## STATED PROBLEM
Please edit the data below by replacing "in this photo" with "in this image" wherever it occurs, keeping everything else unchanged. Leave the pictures out of your answer.
----
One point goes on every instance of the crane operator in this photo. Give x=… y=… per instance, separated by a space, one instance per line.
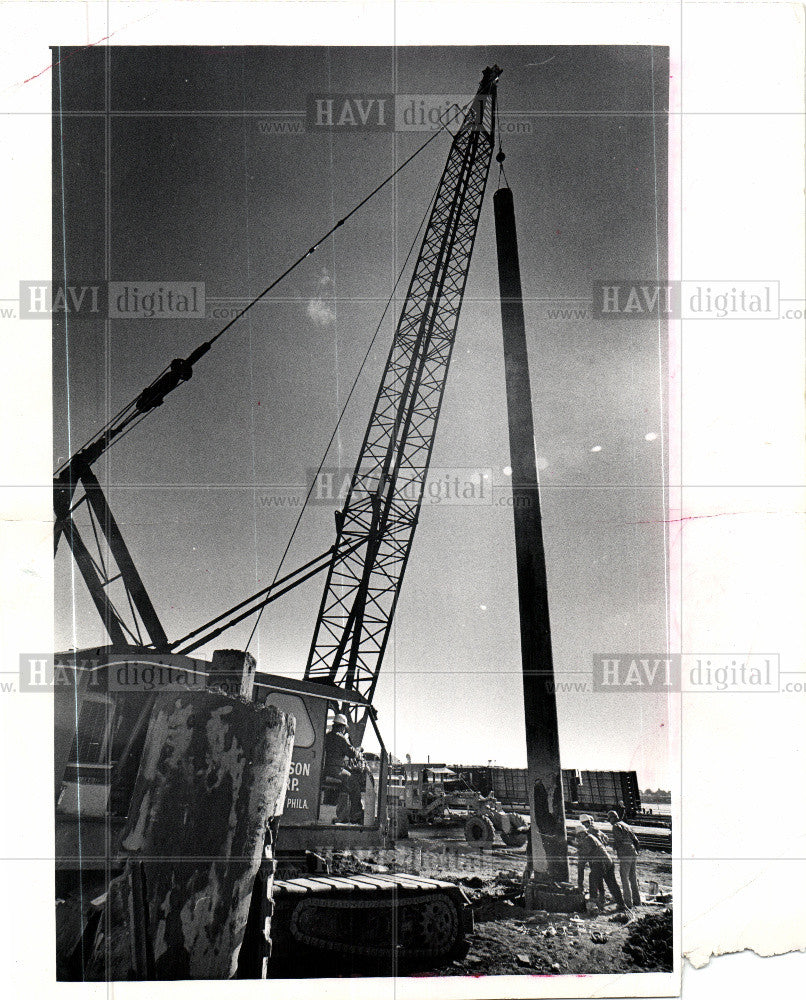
x=346 y=762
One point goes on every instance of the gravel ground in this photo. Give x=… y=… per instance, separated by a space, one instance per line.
x=509 y=940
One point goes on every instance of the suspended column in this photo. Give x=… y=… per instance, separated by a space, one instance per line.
x=549 y=848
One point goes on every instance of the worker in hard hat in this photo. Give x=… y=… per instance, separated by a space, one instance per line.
x=592 y=852
x=345 y=762
x=626 y=844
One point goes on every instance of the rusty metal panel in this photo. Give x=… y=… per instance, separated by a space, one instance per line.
x=214 y=772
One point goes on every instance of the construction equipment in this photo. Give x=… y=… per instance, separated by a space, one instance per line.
x=489 y=817
x=422 y=919
x=386 y=492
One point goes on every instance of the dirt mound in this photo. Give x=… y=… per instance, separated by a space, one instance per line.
x=649 y=943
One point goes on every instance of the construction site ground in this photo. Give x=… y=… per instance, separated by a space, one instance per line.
x=509 y=940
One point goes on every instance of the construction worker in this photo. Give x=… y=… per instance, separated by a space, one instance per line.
x=626 y=845
x=345 y=762
x=592 y=852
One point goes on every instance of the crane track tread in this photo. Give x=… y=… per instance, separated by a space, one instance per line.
x=326 y=883
x=391 y=948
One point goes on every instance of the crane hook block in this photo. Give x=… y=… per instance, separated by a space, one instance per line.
x=179 y=370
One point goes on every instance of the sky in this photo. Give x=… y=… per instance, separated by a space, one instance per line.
x=201 y=186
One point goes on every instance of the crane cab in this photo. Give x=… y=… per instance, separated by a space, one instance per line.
x=311 y=818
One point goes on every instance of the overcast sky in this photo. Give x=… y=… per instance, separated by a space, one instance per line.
x=207 y=490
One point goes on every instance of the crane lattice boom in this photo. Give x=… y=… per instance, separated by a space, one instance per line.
x=376 y=526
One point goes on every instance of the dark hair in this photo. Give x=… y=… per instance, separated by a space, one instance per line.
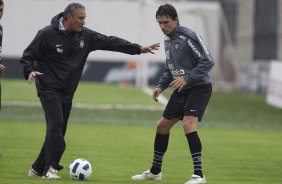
x=167 y=10
x=71 y=8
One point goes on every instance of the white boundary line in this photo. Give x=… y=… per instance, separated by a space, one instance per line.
x=90 y=106
x=146 y=90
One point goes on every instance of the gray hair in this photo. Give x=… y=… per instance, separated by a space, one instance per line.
x=71 y=8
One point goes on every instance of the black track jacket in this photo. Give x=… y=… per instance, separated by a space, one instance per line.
x=61 y=55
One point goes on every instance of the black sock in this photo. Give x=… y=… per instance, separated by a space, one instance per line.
x=195 y=146
x=160 y=147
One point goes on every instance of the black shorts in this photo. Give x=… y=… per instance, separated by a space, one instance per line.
----
## COMPLETE OUTPUT
One point goes on every instance of the crane operator in this image. Give x=… y=… per instance, separated by a space, one instance per line.
x=346 y=762
One point goes on every instance of the gravel ground in this image. Give x=… y=… per instance, separated by a space, one instance per line.
x=509 y=940
One point goes on every instance of the suspended column in this image. Give x=… y=… per instance, separated by a space, one instance per line.
x=549 y=848
One point goes on every instance of the worker in hard hat in this image. Give x=… y=… per instance, separated by a space, one instance per line.
x=592 y=852
x=345 y=762
x=626 y=844
One point goes on every instance of the rusty metal panel in this image. Give x=… y=… per instance, separated by a space, one instance per line.
x=214 y=772
One point goes on every instance of the construction equipment in this image. Give x=… y=… per instance, separated by a space, one instance per line.
x=489 y=817
x=422 y=919
x=386 y=492
One point goes on every instance of the dirt mound in this image. Give x=… y=… per instance, separated by a space, one instance per line.
x=649 y=943
One point goes on every instance of the construction site ground in this image. Give x=… y=… per instance, separated by a space, one instance per line.
x=509 y=940
One point goes on every instance of the construction worker in this image. Give x=… y=… per instance, separated by a space, one instance per line.
x=626 y=845
x=345 y=762
x=592 y=852
One point goes on every instance of the crane track tread in this image. Give x=… y=… per instance, separated by a space, one instance per line.
x=326 y=883
x=391 y=948
One point goes on every instance of the crane hook block in this image. Give x=… y=… per instance, separated by a space, one instance per line.
x=179 y=370
One point goes on every instance of the sky in this image. Give x=… y=… per instance, separated by a space, one instance per line.
x=201 y=186
One point goes on every instance of the crane cab in this image. Give x=… y=… per instance, separated by a space, one instance per line.
x=311 y=818
One point goes on every instance of the overcast sky in this image. Give x=… y=… per instance, separated by a space, one instance per line.
x=207 y=490
One point goes on every instance of the crane lattice boom in this image. Give x=… y=… per instance, separated by a space, one instance per line.
x=376 y=526
One point goes on every instance of the dark hair in this image. Give x=… y=… per instance, separated by a space, one instance per line.
x=167 y=10
x=71 y=8
One point goes on every instance of the white boundary line in this image. Give x=… y=… per instance, separated by a space, one instance per line.
x=90 y=106
x=146 y=90
One point goes on every instance of the gray hair in this image. Give x=… y=… per instance, separated by a space, one instance per line.
x=71 y=8
One point goes on every instance of the black track jacket in this image. Give x=… y=… per instance, separated by a space, one instance per line.
x=61 y=55
One point goes on every instance of the black sock in this image. Give x=… y=… per instance, separated by a space, one instance per line.
x=195 y=146
x=160 y=147
One point goes on every instance of the black shorts in this image. Give x=… y=… per instance, separated by a space, one instance per line.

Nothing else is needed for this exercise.